Dataset entries:

* * * *

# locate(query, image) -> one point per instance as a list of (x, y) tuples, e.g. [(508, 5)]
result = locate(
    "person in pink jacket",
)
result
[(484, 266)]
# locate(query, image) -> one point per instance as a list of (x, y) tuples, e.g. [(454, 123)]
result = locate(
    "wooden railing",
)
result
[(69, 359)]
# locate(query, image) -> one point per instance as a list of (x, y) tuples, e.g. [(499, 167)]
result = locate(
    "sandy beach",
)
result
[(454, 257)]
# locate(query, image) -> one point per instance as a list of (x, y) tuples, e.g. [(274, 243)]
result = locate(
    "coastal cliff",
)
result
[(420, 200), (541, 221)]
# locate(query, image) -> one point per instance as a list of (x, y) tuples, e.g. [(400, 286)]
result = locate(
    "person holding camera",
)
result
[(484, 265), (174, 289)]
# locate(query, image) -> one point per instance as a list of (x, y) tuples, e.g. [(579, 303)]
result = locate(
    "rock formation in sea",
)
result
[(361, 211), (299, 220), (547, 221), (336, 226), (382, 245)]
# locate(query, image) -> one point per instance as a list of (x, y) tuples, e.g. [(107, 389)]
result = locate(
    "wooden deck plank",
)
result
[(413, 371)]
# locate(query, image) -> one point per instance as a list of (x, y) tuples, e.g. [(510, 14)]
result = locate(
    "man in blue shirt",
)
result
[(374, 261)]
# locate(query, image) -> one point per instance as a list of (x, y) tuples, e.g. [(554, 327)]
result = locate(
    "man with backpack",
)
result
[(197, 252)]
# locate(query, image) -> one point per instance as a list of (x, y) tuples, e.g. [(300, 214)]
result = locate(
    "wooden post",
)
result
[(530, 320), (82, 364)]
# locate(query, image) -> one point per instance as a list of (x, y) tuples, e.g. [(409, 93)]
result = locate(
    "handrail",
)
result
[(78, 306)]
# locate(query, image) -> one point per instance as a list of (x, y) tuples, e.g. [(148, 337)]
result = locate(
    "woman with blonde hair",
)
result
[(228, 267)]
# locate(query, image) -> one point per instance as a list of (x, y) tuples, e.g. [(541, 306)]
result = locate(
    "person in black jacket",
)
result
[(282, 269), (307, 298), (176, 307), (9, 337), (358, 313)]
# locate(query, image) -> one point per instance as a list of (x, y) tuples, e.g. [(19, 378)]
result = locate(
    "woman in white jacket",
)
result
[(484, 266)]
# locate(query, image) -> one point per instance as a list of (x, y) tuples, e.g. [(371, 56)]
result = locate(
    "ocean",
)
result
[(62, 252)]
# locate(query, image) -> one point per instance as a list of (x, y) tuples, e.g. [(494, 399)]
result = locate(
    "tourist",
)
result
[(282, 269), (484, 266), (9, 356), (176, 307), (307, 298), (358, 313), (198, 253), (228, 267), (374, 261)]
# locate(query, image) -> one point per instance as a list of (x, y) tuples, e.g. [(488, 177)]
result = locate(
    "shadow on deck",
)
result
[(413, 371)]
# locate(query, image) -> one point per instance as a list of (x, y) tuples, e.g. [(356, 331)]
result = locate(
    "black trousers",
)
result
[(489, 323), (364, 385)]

* * * *

=== REQUIRED WORK ===
Reproduce word for word the lines of the data that begin at the line containing "e.g. [(148, 337)]" and run through the end of the data.

=== CORRECT RESULT ===
# locate(query, image) -> one point per instance as a list of (x, y) tuples, e.g. [(148, 337)]
result = locate(
    "woman with blonde hair",
)
result
[(228, 267)]
# locate(query, image) -> one point per instance as a list of (x, y) tuples, e.g. [(541, 306)]
result = locate(
    "person in black jacket",
)
result
[(282, 269), (307, 298), (176, 307), (9, 337), (358, 313)]
# locate(query, image) -> one point per instance as a list of (x, y) tuples, e.g. [(19, 378)]
result = locate(
    "woman in white jacket",
)
result
[(484, 266)]
# locate(query, image) -> one point per instance as a list of (x, y) tuples, e.g. [(371, 56)]
result = locate(
    "ocean",
)
result
[(62, 252)]
# locate(query, image) -> one point per instance as a list of (x, y) tuples, e.g. [(494, 399)]
result = locate(
    "tourist",
)
result
[(282, 269), (484, 266), (9, 356), (176, 307), (307, 298), (358, 313), (198, 253), (228, 267), (374, 261)]
# locate(query, image) -> one point per instance as a list of (x, y) tuples, e.g. [(488, 177)]
result = locate(
    "shadow on deck",
)
result
[(413, 371)]
# locate(query, image) -> one point per instance as a list of (x, y) tuples, e.g. [(356, 331)]
result = locate(
    "black trousers",
)
result
[(489, 323), (364, 385)]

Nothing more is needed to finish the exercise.